Set tasks.
**a.** From the routing map text, give the first sentence of each point nested under "Uses more resources on the device."
**b.** Extend the routing map text beyond its last point with more notes in the same bulleted style.

Document text.
* begin *
Chronologically and Spatially Dynamic, Probabilistic Routing Map

  • Definition:
    • Chronologically and spatially dynamic, probabilistic map of where each known device is expected to be available and when, based on where they have been in the past. This can be matched up to where the current device is expected to be and when.
  • Uses more resources on the device.
    • Each device would need to store a separate version of this map for each device it is concerned about. That could be a lot of maps. However, in regions of the world where this technology will prove most useful, there are likely to only be a few devices that any one device is concerned about.
    • The designer of each system needs to determine how much benefit can be derived from the use of these extra resources.
    • As devices become more powerful and have more memory, this kind of technology may be possible on the smallest of cell phones.
    • Density and accuracy of the map can be scaled to match the available resources on the device.
    • It is best to start developing this technology before it is actually possible to do so that the technology will be ready when the devices are.
* end *
Material shown.
* begin *
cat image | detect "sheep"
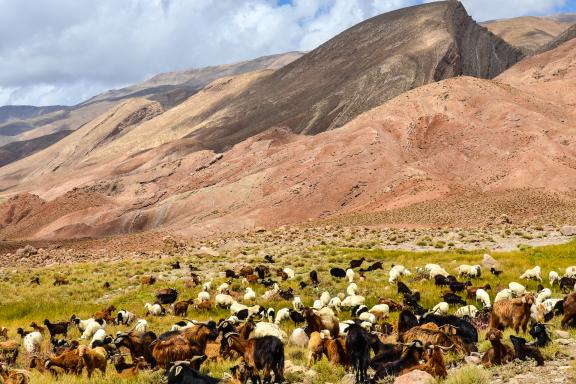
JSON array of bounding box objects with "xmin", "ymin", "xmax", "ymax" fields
* end *
* begin *
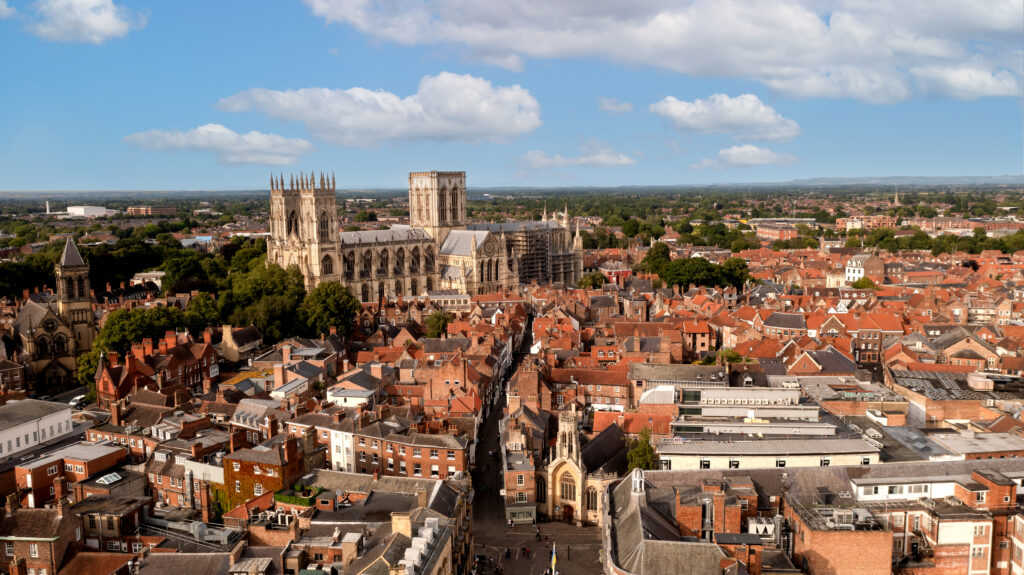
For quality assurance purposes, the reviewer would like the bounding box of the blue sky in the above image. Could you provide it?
* end *
Results for the exercise.
**a.**
- Each device would need to store a separate version of this map for each device it is concerned about.
- The designer of each system needs to determine how much benefit can be derived from the use of these extra resources.
- As devices become more powerful and have more memory, this kind of technology may be possible on the smallest of cell phones.
- Density and accuracy of the map can be scaled to match the available resources on the device.
- It is best to start developing this technology before it is actually possible to do so that the technology will be ready when the devices are.

**b.**
      • Remember, Bill Gates once said no one would ever need more than 640K of RAM.
  • Ways to represent the map in memory:
    • Representing Geographical areas
      • Vector map of outlines of coverage areas.
        • May work best to represent coverage areas for CS or ad-hoc networks rather than for separate mobile devices.
        • May require multiple, separately-outlined areas to track different availabilities for those areas
      • Grids
        • Each cell in the grid represents a geographic area.
        • Each cell contains probability data for the availability of each device within that geographic area.
        • Requires less memory and computational power than a vector map.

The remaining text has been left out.